**WHAT THIS EXERCISE ASKS:**
A. Answer these questions from the barn-building thread below:
(i) Which two woods does the opening post say most barns in the area are sided with?
(ii) Which three woods does the opening post say the poster has plenty of?
(iii) In the reply, how wide should the cedar boards and their battens be?
B. For each statement, decide whether it agrees with the barn-building thread below, and quote the words that settle it:
(i) The first poster has put up modern buildings before.
(ii) The first poster has a large supply of white oak.
(iii) The reply says pegged timber framing is easy even without much experience.

**EXCERPTED PASSAGE:**
****
# Tips on building a old fashioned barn



## deerhunter5555 (Jun 21, 2007)

Thinking about putting up a barn. Been researching building one old-school with timber sawed off my place. I've built a lot of modern buildings and barns but never green saw mill wood. Around here most barns are sided with rough-sawn white oak or eastern hemlock. I don't have too much white oak but I have a ton of yellow poplar, red cedar and hickory. Not sure how to make my timbers and framing or outta what kind of wood.
Any old-timers out there built any barns this way and care to share some tips and pointers?
Anybody have any experiences they would care to share?


----------



## dirtman (Sep 15, 2011)

Sell the hickory, It would not be wise to waste quality hardwood on siding. If the Cedar will give you 8 inch wide boards then use that with two inch battens. You could use the hickory for framing, but unless you have quite a bit of experience, pegged timber framing is not that easy.
****
**DATA ROWS:**
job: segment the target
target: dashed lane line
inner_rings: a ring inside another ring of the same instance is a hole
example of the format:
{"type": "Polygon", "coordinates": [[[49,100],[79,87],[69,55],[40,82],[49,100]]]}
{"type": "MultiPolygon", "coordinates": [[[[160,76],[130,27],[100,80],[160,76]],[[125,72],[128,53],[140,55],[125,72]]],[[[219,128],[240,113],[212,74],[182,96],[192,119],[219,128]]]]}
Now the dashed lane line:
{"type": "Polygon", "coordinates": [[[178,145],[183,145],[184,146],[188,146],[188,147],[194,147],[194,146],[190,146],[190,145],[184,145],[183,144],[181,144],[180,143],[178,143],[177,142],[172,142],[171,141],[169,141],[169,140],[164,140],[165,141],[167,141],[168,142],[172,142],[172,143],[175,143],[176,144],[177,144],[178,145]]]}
****
**EXERCISE ANSWERS:**
A.
(i) Rough-sawn white oak and eastern hemlock.
(ii) Yellow poplar, red cedar and hickory.
(iii) 8-inch-wide boards with two-inch battens.

B.
(i) Yes: "I've built a lot of modern buildings and barns but never green saw mill wood."
(ii) No: "I don't have too much white oak"
(iii) No: "unless you have quite a bit of experience, pegged timber framing is not that easy."